§ Work task: The required output is the lines below from the line containing "Exercise. Identify the grass" to the line containing "Exercise. Identify the cluster", inclusive, retyped exactly. No other lines belong in it.

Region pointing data

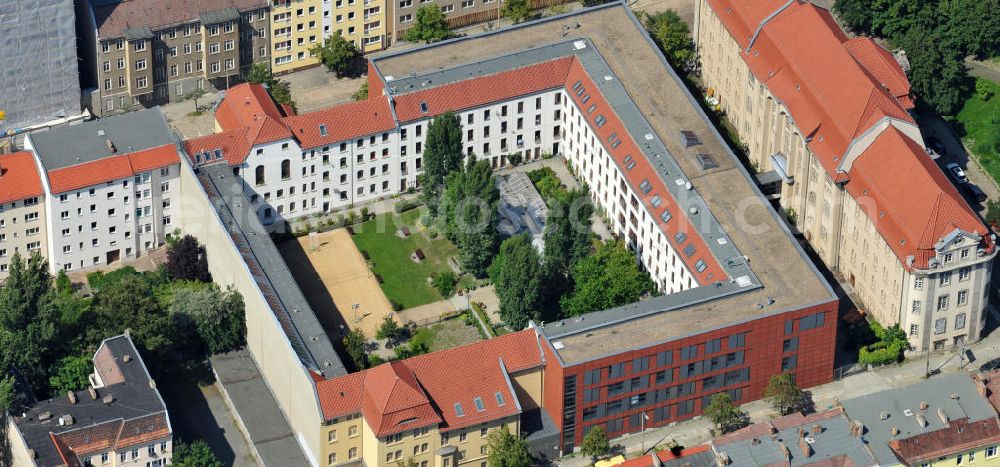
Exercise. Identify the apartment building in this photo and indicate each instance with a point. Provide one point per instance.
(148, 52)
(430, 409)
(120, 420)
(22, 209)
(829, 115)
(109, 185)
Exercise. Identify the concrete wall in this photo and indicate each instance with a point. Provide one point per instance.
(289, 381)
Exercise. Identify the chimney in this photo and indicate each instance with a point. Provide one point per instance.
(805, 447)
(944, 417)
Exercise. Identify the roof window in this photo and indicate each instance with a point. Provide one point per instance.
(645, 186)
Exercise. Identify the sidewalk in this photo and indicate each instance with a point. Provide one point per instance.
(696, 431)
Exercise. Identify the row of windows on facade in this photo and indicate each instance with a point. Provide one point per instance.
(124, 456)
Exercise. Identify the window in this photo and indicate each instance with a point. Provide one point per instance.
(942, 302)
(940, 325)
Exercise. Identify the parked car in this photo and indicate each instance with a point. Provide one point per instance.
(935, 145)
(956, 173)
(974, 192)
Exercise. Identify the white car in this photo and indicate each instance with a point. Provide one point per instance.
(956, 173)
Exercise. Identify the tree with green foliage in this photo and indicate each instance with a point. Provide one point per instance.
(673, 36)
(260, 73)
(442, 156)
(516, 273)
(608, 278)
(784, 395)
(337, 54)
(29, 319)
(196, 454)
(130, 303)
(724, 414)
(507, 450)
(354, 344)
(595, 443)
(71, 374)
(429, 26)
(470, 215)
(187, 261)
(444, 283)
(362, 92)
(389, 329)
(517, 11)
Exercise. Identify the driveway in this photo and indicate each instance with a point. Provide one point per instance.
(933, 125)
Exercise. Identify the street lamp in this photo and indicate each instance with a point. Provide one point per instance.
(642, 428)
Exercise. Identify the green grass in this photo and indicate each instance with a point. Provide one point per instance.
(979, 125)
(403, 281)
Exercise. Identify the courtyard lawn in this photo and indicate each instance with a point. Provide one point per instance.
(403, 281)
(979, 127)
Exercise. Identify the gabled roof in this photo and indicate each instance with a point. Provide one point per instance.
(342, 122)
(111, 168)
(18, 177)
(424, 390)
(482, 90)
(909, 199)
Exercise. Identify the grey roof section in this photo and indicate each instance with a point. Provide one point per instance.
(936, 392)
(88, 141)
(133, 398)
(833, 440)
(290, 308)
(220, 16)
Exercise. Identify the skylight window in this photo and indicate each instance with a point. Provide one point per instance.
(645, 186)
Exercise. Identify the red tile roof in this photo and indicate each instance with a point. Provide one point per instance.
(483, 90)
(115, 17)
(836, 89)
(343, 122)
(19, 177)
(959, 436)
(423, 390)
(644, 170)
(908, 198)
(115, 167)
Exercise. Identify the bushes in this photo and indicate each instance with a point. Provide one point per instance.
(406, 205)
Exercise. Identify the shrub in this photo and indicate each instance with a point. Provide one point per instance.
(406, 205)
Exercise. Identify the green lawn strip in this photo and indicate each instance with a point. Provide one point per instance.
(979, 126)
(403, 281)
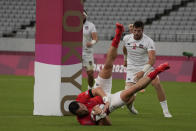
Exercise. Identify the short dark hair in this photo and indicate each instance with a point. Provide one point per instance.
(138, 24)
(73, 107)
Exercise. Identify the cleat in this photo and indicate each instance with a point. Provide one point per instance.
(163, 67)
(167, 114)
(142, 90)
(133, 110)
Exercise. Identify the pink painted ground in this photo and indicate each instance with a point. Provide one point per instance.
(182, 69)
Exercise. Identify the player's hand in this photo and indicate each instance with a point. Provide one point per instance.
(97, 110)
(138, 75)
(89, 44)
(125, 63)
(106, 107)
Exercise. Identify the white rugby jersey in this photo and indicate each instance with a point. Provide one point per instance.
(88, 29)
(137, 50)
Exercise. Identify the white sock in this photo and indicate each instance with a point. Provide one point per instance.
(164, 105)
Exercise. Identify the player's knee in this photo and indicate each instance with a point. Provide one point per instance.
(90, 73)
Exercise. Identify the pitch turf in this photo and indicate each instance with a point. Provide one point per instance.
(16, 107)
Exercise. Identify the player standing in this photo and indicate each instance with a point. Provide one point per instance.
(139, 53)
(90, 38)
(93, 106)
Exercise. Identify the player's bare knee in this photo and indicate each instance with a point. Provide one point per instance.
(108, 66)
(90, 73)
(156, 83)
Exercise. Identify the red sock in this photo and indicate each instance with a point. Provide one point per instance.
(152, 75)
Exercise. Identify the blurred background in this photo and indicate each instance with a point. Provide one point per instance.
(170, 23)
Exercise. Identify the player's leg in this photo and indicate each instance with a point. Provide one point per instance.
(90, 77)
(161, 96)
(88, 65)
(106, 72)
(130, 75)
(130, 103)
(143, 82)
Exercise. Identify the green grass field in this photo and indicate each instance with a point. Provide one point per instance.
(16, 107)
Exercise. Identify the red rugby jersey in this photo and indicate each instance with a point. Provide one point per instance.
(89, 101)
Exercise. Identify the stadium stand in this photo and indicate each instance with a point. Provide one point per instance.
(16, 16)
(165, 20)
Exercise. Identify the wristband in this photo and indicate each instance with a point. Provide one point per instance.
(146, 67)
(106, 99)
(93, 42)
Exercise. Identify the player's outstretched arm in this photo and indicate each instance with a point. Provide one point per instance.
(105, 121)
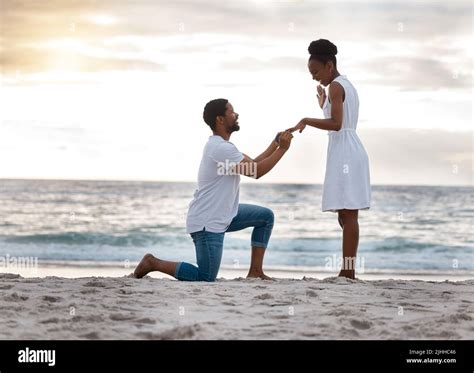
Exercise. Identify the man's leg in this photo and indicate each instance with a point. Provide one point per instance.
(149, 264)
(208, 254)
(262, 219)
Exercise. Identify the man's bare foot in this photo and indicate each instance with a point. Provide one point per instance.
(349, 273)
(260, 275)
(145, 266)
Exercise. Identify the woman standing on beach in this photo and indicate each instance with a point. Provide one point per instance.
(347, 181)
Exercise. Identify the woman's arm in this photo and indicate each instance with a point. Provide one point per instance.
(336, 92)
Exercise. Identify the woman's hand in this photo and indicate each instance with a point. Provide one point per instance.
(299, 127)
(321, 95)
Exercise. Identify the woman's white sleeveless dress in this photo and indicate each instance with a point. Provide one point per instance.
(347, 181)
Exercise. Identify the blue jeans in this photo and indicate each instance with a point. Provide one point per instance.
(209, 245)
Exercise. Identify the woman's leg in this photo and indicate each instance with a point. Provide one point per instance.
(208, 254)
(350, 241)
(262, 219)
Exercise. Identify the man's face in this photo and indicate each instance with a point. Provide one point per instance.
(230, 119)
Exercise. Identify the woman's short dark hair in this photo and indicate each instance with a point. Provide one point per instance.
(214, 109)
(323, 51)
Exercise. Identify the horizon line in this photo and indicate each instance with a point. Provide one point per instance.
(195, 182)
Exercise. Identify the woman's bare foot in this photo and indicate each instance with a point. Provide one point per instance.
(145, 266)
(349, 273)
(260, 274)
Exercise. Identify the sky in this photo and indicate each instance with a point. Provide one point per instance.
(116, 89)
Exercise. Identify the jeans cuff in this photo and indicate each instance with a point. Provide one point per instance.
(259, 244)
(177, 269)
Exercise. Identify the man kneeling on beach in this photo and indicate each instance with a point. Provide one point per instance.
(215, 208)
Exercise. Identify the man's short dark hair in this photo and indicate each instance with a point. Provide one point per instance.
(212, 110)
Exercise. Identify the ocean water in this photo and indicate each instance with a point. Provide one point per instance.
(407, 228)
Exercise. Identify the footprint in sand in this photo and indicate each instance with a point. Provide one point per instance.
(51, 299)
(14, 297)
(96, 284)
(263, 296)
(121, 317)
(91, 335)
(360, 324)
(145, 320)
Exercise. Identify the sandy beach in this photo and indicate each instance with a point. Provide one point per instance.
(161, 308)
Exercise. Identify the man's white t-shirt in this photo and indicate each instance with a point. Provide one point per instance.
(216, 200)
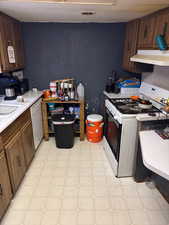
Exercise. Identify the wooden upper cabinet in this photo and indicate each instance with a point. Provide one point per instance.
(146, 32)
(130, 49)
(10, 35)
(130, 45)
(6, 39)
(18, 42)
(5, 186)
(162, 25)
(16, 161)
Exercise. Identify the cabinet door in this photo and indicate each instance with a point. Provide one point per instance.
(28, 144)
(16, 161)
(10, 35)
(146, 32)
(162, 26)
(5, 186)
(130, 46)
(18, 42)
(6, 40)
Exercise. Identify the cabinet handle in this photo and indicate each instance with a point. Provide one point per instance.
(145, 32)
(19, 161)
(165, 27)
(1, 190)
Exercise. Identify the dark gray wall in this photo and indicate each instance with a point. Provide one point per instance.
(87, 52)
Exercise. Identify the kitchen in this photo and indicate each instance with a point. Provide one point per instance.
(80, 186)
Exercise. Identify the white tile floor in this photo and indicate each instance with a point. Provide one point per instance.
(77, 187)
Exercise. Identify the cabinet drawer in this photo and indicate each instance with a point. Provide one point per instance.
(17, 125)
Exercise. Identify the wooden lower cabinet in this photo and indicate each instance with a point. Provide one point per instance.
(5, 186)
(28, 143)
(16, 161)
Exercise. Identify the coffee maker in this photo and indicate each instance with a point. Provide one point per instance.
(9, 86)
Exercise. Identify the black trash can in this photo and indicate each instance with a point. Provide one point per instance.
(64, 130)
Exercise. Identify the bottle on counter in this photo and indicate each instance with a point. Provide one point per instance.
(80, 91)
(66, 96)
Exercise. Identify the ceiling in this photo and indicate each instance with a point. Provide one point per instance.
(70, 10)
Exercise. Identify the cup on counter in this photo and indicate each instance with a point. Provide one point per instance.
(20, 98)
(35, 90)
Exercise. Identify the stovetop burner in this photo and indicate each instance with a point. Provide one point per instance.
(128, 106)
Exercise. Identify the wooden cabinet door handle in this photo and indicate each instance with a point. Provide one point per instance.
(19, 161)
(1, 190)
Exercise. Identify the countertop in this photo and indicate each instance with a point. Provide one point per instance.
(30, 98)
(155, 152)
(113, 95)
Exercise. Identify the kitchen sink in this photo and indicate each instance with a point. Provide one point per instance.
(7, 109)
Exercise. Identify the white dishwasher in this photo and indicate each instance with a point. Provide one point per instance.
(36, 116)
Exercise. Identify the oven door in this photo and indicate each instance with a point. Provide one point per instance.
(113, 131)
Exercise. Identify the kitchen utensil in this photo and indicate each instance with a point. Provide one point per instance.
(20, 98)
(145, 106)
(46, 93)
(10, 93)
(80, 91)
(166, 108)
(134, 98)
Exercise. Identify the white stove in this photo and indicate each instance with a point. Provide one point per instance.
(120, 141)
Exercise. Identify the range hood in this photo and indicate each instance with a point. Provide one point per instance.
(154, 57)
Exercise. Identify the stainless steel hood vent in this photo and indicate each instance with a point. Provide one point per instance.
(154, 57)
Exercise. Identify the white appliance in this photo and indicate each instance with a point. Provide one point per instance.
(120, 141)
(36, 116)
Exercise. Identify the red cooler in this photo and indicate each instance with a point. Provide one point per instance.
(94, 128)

...

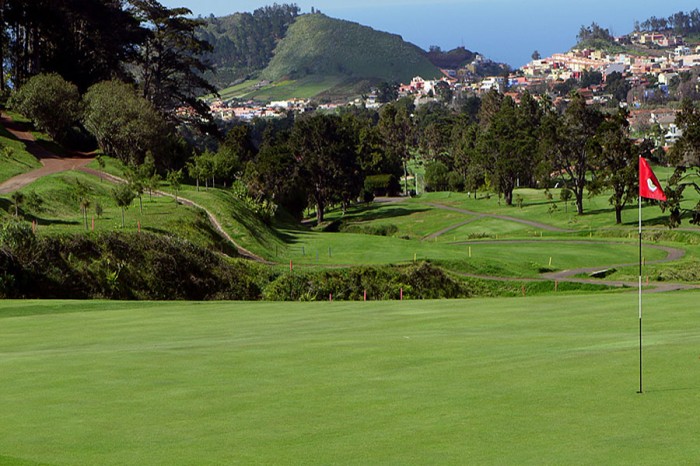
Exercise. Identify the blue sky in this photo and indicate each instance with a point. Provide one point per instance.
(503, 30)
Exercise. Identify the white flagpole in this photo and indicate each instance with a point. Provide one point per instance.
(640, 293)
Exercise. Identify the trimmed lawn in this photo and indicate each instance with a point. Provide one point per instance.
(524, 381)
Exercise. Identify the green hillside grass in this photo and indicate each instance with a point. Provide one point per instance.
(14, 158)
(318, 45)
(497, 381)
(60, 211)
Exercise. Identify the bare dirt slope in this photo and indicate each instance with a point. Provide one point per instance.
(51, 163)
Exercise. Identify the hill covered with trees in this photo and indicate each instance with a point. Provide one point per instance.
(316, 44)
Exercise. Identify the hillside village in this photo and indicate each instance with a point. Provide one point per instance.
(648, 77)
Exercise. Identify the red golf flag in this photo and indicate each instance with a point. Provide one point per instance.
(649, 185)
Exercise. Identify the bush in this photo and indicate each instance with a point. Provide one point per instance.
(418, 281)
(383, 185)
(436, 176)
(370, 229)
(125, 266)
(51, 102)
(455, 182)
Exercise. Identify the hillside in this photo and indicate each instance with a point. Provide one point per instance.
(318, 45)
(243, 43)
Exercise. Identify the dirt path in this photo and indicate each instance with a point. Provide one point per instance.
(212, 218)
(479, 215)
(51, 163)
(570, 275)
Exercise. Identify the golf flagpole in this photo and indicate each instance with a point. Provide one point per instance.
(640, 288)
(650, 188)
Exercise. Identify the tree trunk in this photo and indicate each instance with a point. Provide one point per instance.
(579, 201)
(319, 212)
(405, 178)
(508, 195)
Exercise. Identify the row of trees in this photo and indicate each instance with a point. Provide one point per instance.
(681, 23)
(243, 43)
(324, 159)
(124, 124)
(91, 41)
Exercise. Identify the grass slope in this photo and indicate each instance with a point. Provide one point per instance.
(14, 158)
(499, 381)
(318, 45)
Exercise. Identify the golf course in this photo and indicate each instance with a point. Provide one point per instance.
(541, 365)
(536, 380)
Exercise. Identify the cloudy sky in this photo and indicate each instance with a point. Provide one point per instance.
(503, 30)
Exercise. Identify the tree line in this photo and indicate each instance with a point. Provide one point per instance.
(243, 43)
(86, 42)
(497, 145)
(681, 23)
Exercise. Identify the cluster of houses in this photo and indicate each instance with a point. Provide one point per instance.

§ Result of this task:
Exercise. Identify the grass slope in this photo and indicate each instance with a point. Provide one point per instance.
(14, 158)
(499, 381)
(318, 45)
Exercise. Identify the golf course in this photo and indicate each instance with a point. Provide one point per instance.
(541, 365)
(536, 380)
Exercise. Identify the cloudy sky in this photo and indicate each instance with a point. Provide one point per instance.
(503, 30)
Exercise. Identify the tree line in this photo and indicate each instance with a point. Provide one point per instance.
(243, 43)
(86, 42)
(497, 145)
(681, 23)
Exercise. Identify the cluster of houses in this photo and indicate each instance with a point. Provide one point per instance.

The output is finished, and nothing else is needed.